** Begin INFORMATION SUPPLIED **

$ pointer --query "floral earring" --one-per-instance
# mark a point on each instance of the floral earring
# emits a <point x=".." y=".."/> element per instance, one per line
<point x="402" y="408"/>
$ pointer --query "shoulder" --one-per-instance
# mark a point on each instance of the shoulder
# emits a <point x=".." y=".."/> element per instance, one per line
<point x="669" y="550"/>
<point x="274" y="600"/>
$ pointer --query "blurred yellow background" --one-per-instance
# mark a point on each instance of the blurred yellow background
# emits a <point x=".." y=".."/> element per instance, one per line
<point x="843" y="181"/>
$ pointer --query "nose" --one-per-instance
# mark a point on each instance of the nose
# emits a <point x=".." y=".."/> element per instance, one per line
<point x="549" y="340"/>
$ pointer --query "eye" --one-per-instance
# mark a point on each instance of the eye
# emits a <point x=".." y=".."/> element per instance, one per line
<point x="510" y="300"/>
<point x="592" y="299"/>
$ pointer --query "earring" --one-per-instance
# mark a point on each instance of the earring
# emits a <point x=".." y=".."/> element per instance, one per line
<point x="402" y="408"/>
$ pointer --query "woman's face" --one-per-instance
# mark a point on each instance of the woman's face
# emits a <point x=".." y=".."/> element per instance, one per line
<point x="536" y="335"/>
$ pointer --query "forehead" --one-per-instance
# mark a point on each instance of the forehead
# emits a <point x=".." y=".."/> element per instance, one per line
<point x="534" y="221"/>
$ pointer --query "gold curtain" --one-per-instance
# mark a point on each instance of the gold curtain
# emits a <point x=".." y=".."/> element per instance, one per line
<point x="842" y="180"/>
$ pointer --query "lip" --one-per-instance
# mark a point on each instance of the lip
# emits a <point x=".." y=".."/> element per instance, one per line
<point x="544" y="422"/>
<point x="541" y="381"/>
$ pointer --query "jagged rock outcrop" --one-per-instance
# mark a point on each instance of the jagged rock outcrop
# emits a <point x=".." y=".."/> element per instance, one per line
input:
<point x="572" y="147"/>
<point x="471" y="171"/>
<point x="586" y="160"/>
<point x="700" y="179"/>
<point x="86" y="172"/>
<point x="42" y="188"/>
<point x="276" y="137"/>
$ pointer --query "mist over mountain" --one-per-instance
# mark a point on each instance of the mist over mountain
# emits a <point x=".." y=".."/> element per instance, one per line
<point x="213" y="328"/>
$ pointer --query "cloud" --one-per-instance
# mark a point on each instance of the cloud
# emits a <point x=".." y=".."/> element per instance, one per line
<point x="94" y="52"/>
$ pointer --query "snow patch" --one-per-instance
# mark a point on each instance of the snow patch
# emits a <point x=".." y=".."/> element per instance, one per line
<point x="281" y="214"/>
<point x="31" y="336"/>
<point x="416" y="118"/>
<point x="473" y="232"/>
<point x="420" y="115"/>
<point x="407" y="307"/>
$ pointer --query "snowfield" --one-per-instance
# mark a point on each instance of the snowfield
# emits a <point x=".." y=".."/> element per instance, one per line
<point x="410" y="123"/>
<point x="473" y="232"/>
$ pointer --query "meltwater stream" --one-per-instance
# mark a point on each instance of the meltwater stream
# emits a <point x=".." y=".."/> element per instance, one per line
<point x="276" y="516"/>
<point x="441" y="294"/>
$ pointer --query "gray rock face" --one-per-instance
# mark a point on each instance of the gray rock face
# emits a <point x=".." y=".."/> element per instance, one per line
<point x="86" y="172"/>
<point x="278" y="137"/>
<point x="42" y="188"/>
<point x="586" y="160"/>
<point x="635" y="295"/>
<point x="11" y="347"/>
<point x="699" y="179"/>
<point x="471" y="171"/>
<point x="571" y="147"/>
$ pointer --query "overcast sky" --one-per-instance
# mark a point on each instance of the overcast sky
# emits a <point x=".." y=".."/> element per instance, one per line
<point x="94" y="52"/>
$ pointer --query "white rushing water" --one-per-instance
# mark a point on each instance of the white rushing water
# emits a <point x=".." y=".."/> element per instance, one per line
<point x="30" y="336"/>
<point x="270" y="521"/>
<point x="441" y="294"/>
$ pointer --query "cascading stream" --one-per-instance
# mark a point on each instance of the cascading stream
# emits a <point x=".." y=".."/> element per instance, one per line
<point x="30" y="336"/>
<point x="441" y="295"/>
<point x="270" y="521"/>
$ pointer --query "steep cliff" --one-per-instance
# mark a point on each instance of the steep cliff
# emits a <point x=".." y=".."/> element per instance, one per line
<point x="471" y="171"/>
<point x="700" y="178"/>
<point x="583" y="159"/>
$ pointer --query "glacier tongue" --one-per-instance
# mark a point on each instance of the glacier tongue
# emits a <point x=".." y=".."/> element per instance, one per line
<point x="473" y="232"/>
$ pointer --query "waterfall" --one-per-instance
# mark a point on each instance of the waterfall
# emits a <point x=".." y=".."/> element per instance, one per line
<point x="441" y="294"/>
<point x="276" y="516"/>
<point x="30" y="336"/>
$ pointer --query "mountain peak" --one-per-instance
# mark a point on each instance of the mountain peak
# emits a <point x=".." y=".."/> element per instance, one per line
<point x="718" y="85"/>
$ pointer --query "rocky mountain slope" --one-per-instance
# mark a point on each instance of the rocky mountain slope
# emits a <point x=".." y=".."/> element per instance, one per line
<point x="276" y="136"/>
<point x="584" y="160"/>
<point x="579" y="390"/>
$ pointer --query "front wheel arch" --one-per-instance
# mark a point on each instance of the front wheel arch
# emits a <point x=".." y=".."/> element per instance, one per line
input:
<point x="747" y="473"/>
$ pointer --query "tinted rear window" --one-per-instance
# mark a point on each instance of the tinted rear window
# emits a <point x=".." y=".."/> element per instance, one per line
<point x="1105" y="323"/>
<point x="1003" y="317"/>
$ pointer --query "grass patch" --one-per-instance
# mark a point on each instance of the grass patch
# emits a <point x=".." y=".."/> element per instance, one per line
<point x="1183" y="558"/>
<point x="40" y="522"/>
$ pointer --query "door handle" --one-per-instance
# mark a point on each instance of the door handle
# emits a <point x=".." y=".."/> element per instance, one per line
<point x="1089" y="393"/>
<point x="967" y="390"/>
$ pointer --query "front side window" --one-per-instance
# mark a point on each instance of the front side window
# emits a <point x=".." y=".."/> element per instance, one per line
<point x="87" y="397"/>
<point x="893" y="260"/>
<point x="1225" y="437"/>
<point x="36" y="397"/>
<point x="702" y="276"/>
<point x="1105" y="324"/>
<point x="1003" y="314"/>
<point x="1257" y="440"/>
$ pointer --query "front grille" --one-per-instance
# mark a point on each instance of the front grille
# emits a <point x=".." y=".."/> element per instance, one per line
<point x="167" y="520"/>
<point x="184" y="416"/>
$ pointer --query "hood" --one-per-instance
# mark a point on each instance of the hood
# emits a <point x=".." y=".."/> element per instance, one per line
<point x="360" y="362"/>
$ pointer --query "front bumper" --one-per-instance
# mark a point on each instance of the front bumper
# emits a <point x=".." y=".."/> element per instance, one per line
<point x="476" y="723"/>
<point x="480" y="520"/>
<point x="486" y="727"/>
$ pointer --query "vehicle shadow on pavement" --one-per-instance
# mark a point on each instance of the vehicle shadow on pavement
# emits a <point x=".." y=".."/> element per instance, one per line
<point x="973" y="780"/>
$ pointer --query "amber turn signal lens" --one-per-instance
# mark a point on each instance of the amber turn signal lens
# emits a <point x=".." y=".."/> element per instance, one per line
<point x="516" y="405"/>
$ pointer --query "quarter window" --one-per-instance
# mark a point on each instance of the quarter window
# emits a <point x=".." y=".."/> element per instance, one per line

** End INFORMATION SUPPLIED **

Quote all the records. Keep every word exact.

$ pointer --query "floral earring" --one-per-instance
# mark a point on each instance of the floral earring
# emits a <point x=".." y=".."/> element per instance, one per line
<point x="402" y="408"/>
$ pointer --query "shoulder" --one-per-instance
# mark a point on each instance of the shoulder
# emits a <point x=".." y=".."/> element per instance, one per line
<point x="669" y="550"/>
<point x="274" y="600"/>
$ pointer --query "blurred yellow background" --one-per-instance
# mark a point on each instance of the blurred yellow background
# emits a <point x=".." y=".."/> element per instance, one per line
<point x="843" y="181"/>
$ pointer --query "nose" --one-per-instance
# mark a point on each instance of the nose
# emits a <point x=".." y=".."/> element per instance, one per line
<point x="549" y="340"/>
$ pointer --query "eye" --one-per-instance
# mark a point on each instance of the eye
# emits a <point x=".." y=".."/> element per instance, one per line
<point x="510" y="300"/>
<point x="592" y="299"/>
$ pointer --query "earring" --one-per-instance
# mark a point on each instance of the earring
# emits a <point x=".." y=".."/> element per instance, one per line
<point x="402" y="408"/>
$ pointer --query "woman's face" --one-per-instance
# mark a point on each instance of the woman's face
# emits a <point x=".." y=".."/> element per instance, one per line
<point x="536" y="335"/>
$ pointer --query "forehead" --one-per-instance
# mark a point on each instance of the forehead
# emits a <point x=".." y=".."/> element per instance, one per line
<point x="534" y="221"/>
$ pointer --query "gold curtain" --one-per-instance
# mark a point on each instance of the gold curtain
# emits a <point x=".." y=".."/> element per instance, one per line
<point x="842" y="180"/>
$ pointer --query "lip" --one-per-instance
# mark a point on each instance of the lip
# emits a <point x=".." y=".."/> element per instance, one per line
<point x="544" y="422"/>
<point x="541" y="381"/>
$ pointer --query "jagged rock outcrop" --one-per-instance
# mark a point on each instance of the jagged rock outcrop
# emits a <point x=".." y=".."/> element per instance, one per line
input:
<point x="572" y="147"/>
<point x="471" y="171"/>
<point x="586" y="160"/>
<point x="700" y="179"/>
<point x="86" y="172"/>
<point x="42" y="188"/>
<point x="276" y="137"/>
$ pointer --query "mist over mountain" --one-per-instance
# mark a point on each instance of the mist over mountain
# emits a <point x=".." y=".."/> element per instance, one per line
<point x="213" y="328"/>
$ pointer --query "cloud" --one-per-instance
# mark a point on each instance of the cloud
# emits a <point x=".." y=".."/> element per instance, one per line
<point x="94" y="52"/>
$ pointer --query "snow patch" --one-per-instance
# mark a point on each instance of the snow patch
# emits a <point x=".." y=".."/> element per instance, one per line
<point x="281" y="214"/>
<point x="31" y="336"/>
<point x="416" y="118"/>
<point x="473" y="232"/>
<point x="420" y="115"/>
<point x="407" y="307"/>
$ pointer --query "snowfield" --one-per-instance
# mark a point on each instance of the snowfield
# emits a <point x=".." y=".."/> element per instance, one per line
<point x="410" y="123"/>
<point x="473" y="232"/>
$ pointer --query "meltwater stream" --one-per-instance
# mark a point on each instance of the meltwater stream
# emits a <point x=".." y=".."/> element per instance, one per line
<point x="276" y="516"/>
<point x="441" y="294"/>
$ pointer --query "gray rock face" --one-per-instance
# mark a point on each instance of the gray rock face
# emits a <point x=".." y=".."/> element per instance, one per line
<point x="86" y="172"/>
<point x="278" y="137"/>
<point x="42" y="188"/>
<point x="586" y="160"/>
<point x="635" y="295"/>
<point x="11" y="347"/>
<point x="699" y="179"/>
<point x="471" y="171"/>
<point x="571" y="147"/>
$ pointer --query "overcast sky" --one-per-instance
# mark a point on each instance of the overcast sky
# emits a <point x=".." y=".."/> element per instance, one per line
<point x="94" y="52"/>
$ pointer --query "white rushing water" --one-per-instance
# mark a point on each instance of the white rushing water
# emits a <point x=".." y=".."/> element per instance, one per line
<point x="30" y="336"/>
<point x="270" y="521"/>
<point x="441" y="294"/>
$ pointer --query "cascading stream" --one-per-instance
# mark a point on each instance of the cascading stream
# emits a <point x=".." y=".."/> element per instance, one per line
<point x="30" y="336"/>
<point x="441" y="295"/>
<point x="270" y="521"/>
$ pointer --query "steep cliff" --one-per-instance
# mark a point on each instance of the steep cliff
# emits a <point x=".." y=".."/> element per instance, one per line
<point x="471" y="171"/>
<point x="700" y="178"/>
<point x="583" y="159"/>
$ pointer --query "glacier tongue" --one-per-instance
# mark a point on each instance of the glacier tongue
# emits a <point x=".." y=".."/> element per instance, one per line
<point x="473" y="232"/>
$ pointer --query "waterfall" --one-per-instance
# mark a point on each instance of the waterfall
# emits a <point x=".." y=".."/> element per instance, one per line
<point x="441" y="294"/>
<point x="276" y="516"/>
<point x="30" y="336"/>
$ pointer --query "mountain peak" --one-per-instance
# mark a point on each instance of the mountain peak
# emits a <point x=".." y=".."/> element per instance, one per line
<point x="718" y="85"/>
$ pointer --query "rocky mountain slope" --one-per-instance
# mark a point on each instance of the rocky mountain slope
# emits a <point x=".." y=".."/> element per instance, one per line
<point x="276" y="136"/>
<point x="584" y="160"/>
<point x="579" y="390"/>
$ pointer --query "front wheel arch" --one-per-instance
# mark a point on each instance of the front wheel arch
# emits a <point x=".." y=".."/> element per instance, one per line
input:
<point x="747" y="473"/>
$ pointer --query "tinted rear window" --one-per-instance
# mark a point on each instance of the tinted rear window
# emits a <point x=".." y=".."/> element per instance, one per line
<point x="1105" y="323"/>
<point x="1003" y="317"/>
$ pointer --query "grass patch" --one-per-instance
# mark a point on each instance of the grass patch
# emits a <point x=".." y=".."/> element per instance, one per line
<point x="1183" y="558"/>
<point x="40" y="522"/>
$ pointer --query "door handle" --one-per-instance
# mark a point on each instance of the door handle
# emits a <point x=".." y=".."/> element per instance, one per line
<point x="1089" y="393"/>
<point x="967" y="390"/>
$ pointer --query "front side window" --one-per-instance
# mark a point on each instance of the front side window
# emits a <point x=".." y=".."/> element per instance, one per line
<point x="87" y="397"/>
<point x="893" y="260"/>
<point x="1225" y="437"/>
<point x="36" y="397"/>
<point x="702" y="276"/>
<point x="1105" y="324"/>
<point x="1003" y="314"/>
<point x="1257" y="440"/>
$ pointer --query "front grille" --one-per-instance
# mark a point on each instance of the front grille
# emits a <point x=".." y=".."/> element per instance, one per line
<point x="167" y="520"/>
<point x="184" y="416"/>
$ pointer --query "hood" --one-per-instance
# mark a point on each instance of the hood
# emits a <point x=".." y=".."/> element per instance, one per line
<point x="360" y="362"/>
$ pointer --query "front bumper" --one-per-instance
# mark a point on each instance of the front bumper
# emits a <point x=".." y=".."/> element per instance, one per line
<point x="476" y="723"/>
<point x="480" y="520"/>
<point x="486" y="727"/>
$ pointer --query "vehicle shadow on pavement" --one-per-instance
# mark a point on each instance of the vehicle shadow on pavement
# emits a <point x=".." y=".."/> element per instance, one per line
<point x="973" y="780"/>
$ pointer --query "amber turn signal lens" --one-per-instance
# mark a point on each instance of the amber turn signal lens
# emits a <point x=".." y=".."/> element per instance, one per line
<point x="516" y="405"/>
$ pointer --query "quarter window" --one-per-instance
# mark a point on each instance of the quarter window
# emits a <point x=".." y=".."/> element per instance, one per line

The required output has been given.